• [Quoted passage]
<<<<
# clown loach tank lighting



## hi-revs (Nov 3, 2010)

Just wondering what Kelvin lighting would be sufficient for clown loaches?

Mine are mainly active in the dark. But that makes it very hard to see any of them..
So im wondering what lighting would be best.
Would a light that emits blue work?


----------



## lar (Apr 21, 2010)

Mine hide whenever the light is on. no matter it is blue or purple. my 2cents.


----------



## hi-revs (Nov 3, 2010)

i read that if theres enough hiding spots, that'd actually make them come out of hiding more??? Well, ive got lots of hiding spots, and all they do is hide.
they shoal still, but just not in the open. plus theyre in a fairly large group of 10. They eat lots when i feed them. Just wished that theyd come out of hiding more and explored.


----------



## macframalama (Apr 17, 2012)
>>>>
• [Problems and tasks]
1. In the clown loach lighting thread, how many loaches does hi-revs keep in the group?
2. Carry the clown loach lighting thread forward from its last line.
The rows come from a different source than the clown loach lighting thread.

• [Information provided]
<<<<
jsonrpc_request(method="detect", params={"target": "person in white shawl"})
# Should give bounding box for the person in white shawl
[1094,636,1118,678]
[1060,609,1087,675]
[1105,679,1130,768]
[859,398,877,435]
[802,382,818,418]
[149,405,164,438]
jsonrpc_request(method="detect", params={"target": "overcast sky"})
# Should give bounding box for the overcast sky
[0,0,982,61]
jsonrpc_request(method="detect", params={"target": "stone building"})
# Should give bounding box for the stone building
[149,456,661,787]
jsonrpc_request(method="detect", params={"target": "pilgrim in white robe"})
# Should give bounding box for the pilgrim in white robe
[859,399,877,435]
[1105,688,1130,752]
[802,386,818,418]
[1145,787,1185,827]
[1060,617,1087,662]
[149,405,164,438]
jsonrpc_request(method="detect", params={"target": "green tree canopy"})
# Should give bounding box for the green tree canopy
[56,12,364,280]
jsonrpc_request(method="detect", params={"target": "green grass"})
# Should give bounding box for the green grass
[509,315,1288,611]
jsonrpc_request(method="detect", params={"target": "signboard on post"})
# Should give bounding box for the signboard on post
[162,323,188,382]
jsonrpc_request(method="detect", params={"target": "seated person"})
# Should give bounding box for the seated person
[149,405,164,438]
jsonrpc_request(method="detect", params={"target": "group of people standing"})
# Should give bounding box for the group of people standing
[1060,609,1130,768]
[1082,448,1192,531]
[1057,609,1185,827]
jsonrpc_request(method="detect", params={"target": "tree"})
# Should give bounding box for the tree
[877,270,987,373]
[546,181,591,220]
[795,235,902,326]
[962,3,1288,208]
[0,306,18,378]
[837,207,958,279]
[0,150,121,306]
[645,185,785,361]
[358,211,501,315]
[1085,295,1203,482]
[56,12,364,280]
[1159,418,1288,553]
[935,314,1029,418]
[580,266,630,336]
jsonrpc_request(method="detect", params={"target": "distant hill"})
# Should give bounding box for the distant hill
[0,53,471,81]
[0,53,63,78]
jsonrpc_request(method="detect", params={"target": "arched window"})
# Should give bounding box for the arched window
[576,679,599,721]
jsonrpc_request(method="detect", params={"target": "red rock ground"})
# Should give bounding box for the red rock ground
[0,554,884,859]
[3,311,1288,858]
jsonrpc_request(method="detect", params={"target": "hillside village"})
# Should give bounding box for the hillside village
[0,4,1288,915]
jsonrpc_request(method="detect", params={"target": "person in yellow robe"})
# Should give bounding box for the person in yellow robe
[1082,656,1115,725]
>>>>
• [Task-by-task outputs]
1. Ten.

2.
if you have nocturnal fish take yourself to walmart auto section , go to the fast and furious aisle and find some hi intensity 12v red led lighting , go home find and old cell phone charger or some plug off of something, i have used shaw digital cable box plug ins before , wire it up to a switch and at night turn on your red led lighting and your nocturnal fishies will be out and about , something about the red lighting doesnt bother nocturnal fish at night and tey swim all over the place as they would if yuou had no lights on.... problem solved

works for catfish , and black ghost knife fish so i imagine it would work for anything that is a night time fishy
good luck


----------



## Rastapus (Apr 21, 2010)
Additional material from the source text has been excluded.